### EXERCISE DESCRIPTION
Please reproduce the rows below, beginning at the line that has "If it's not too much trouble, please detect the bird's wing" and stopping after the line that has "139 102 241 181". Scale every bounding box coordinate in the answers by 0.95, rounding to whole numbers with halves going up, and leave all other text as it is.

Excerpt from a dataset:
★ ★ ★

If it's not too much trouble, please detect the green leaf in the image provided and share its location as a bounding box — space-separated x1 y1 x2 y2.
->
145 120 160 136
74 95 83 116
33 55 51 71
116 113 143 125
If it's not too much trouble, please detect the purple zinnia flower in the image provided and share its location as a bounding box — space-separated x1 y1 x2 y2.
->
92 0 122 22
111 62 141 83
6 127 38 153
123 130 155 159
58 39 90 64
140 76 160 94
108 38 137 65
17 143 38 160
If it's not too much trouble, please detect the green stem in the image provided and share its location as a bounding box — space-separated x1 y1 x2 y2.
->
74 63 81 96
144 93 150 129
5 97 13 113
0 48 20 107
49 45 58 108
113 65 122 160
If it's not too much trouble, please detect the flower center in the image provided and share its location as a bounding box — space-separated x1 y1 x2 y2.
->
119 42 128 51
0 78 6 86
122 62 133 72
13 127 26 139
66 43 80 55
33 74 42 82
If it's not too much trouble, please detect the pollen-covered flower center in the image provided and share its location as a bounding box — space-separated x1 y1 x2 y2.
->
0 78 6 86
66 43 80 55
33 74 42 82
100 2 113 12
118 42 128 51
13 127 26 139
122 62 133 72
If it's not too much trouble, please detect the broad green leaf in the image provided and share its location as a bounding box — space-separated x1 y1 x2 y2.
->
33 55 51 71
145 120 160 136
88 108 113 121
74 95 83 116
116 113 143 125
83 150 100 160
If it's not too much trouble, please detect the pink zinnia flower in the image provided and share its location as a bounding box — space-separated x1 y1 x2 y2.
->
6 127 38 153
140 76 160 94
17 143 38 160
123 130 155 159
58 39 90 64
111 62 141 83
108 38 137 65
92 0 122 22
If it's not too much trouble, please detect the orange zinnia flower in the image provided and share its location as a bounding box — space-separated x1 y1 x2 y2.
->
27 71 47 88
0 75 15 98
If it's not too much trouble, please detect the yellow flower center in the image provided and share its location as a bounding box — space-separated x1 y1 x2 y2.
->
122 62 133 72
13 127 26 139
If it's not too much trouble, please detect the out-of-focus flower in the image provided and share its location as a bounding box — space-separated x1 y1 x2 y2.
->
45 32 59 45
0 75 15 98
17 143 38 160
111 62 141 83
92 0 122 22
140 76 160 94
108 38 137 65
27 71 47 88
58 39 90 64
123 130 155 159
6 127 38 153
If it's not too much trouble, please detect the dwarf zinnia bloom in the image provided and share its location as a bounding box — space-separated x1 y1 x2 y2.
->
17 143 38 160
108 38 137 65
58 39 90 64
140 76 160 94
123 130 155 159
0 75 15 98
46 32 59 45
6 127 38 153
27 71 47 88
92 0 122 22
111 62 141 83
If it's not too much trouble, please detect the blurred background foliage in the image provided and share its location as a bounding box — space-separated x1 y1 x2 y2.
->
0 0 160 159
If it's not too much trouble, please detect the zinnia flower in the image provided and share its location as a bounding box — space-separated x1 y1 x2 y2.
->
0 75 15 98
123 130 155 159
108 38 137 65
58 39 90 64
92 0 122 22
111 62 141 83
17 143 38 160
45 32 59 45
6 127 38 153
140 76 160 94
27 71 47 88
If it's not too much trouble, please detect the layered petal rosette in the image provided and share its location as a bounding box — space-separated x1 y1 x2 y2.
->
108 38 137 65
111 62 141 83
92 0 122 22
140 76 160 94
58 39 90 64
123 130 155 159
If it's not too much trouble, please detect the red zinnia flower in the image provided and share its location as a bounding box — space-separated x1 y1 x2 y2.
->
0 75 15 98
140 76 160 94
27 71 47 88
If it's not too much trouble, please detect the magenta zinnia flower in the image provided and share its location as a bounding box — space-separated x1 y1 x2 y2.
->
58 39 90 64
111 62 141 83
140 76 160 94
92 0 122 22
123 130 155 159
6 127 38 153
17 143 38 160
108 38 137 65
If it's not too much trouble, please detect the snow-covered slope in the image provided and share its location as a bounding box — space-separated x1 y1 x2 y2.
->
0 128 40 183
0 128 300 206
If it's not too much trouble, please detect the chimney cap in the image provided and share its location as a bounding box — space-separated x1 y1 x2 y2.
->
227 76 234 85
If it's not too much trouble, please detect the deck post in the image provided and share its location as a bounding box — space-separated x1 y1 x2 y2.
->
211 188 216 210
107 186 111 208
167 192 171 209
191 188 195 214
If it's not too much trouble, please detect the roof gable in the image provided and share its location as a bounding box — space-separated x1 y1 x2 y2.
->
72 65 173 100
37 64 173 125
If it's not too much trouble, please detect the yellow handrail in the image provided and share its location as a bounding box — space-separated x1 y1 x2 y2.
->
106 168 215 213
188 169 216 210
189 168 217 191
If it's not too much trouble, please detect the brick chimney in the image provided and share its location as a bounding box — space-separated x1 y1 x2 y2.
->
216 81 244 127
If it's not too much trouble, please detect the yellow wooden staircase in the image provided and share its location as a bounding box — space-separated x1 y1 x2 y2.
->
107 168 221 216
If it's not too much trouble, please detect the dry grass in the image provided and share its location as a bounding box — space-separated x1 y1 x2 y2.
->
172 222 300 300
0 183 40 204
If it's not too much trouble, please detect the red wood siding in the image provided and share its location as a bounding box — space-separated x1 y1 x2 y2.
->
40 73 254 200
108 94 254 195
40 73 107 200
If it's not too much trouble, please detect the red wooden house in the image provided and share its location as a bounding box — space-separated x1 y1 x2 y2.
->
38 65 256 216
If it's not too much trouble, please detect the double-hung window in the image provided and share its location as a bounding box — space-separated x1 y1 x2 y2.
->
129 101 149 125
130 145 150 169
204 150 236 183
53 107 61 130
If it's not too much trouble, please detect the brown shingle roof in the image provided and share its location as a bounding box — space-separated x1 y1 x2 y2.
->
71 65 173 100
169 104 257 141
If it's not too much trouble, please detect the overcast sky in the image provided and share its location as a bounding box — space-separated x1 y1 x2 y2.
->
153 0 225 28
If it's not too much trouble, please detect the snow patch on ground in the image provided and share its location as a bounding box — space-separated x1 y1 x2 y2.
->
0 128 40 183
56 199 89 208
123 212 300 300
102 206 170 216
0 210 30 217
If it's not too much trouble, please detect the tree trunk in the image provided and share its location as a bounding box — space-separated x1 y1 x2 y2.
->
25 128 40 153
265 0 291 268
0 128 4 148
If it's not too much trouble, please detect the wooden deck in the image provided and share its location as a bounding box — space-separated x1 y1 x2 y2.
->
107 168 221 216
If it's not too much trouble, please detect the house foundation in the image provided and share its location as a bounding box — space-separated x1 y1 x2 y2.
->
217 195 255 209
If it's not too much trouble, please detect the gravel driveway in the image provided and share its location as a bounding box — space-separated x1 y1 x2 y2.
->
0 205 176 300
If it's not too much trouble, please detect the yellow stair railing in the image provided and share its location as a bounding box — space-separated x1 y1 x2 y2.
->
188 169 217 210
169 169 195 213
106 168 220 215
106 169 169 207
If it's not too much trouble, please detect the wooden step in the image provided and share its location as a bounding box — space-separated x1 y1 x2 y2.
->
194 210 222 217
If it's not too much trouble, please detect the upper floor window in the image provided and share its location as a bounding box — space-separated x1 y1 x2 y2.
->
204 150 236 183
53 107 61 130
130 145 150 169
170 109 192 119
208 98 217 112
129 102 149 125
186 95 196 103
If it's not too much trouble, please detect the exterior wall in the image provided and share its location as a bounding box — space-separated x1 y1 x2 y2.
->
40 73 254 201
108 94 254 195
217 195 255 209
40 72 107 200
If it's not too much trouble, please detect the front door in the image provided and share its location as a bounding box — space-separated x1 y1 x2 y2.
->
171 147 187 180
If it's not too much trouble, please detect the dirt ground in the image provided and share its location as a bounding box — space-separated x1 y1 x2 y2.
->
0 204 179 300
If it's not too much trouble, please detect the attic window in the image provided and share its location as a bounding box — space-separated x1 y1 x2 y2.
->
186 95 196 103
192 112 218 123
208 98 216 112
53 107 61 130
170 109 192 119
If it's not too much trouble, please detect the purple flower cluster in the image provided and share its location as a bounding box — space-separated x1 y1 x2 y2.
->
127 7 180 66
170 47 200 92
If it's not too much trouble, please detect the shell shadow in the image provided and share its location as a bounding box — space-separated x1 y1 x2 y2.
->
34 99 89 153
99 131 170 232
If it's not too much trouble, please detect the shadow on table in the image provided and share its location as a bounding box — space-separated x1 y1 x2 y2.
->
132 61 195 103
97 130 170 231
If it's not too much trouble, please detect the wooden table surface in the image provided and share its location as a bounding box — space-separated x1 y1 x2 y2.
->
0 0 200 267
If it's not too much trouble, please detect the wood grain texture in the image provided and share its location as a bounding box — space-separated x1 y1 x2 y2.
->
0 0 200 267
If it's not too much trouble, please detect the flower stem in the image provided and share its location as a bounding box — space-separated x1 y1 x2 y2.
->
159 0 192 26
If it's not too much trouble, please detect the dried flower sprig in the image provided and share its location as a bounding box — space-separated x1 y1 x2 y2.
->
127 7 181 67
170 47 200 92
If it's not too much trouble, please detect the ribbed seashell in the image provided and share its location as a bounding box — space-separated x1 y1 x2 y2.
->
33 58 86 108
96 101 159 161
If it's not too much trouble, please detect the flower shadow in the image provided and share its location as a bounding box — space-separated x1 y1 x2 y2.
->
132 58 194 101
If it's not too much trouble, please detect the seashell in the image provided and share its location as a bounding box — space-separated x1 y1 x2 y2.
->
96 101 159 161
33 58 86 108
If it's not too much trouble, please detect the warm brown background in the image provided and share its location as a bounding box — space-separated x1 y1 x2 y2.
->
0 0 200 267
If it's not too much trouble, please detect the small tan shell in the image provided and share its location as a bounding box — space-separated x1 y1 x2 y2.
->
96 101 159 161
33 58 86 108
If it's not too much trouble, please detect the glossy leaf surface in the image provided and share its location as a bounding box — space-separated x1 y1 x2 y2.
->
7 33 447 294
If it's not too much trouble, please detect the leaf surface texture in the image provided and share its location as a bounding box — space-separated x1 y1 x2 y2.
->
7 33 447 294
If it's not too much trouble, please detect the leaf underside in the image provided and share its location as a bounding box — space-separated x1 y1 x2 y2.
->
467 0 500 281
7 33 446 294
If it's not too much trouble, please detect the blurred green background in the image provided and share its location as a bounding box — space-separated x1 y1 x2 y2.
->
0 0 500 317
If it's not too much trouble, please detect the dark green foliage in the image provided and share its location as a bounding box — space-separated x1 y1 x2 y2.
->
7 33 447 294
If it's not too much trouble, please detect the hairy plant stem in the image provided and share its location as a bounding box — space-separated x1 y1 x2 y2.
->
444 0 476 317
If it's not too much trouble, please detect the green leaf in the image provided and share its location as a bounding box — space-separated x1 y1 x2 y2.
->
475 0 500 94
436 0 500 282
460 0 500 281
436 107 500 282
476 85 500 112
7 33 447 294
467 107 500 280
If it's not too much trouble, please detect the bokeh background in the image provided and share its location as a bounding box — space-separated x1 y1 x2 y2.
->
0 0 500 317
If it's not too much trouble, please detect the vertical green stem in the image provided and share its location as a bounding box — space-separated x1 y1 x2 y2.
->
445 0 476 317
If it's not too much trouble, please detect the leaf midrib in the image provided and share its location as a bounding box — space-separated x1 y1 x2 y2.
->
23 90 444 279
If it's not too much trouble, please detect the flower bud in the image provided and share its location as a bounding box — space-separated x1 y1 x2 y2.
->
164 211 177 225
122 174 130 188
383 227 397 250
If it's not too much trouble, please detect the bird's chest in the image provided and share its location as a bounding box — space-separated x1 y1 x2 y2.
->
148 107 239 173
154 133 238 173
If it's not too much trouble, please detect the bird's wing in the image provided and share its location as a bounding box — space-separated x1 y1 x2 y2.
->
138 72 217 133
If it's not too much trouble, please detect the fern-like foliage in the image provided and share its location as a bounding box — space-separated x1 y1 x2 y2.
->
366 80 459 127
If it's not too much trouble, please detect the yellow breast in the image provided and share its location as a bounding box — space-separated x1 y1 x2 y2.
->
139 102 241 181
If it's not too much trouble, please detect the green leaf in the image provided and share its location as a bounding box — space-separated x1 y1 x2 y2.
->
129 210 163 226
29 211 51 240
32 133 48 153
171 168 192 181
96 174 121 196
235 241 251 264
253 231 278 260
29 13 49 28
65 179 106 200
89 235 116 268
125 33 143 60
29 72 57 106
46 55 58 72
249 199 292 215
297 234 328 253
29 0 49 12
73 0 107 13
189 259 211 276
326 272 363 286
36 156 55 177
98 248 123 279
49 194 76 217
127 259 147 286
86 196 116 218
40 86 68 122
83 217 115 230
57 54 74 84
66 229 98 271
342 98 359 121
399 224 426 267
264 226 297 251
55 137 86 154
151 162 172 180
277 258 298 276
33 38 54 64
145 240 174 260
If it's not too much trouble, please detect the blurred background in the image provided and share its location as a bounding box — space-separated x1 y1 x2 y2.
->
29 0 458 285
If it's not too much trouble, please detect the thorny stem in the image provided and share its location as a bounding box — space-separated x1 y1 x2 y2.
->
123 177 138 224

★ ★ ★

### RESPONSE
If it's not too much trouble, please detect the bird's wing in the image provided and share its location as a bounding box — space-separated x1 y1 x2 y2.
->
131 68 206 126
If it's not too much trouble, please detect the fern-like foliage in the image provided and share its location as a bounding box — space-separated x1 y1 x2 y2.
->
348 76 436 121
If it's not too much trouble, please detect the yellow breast in the image provided and share its location as a bounding box — space-separated x1 y1 x2 y2.
->
132 97 229 172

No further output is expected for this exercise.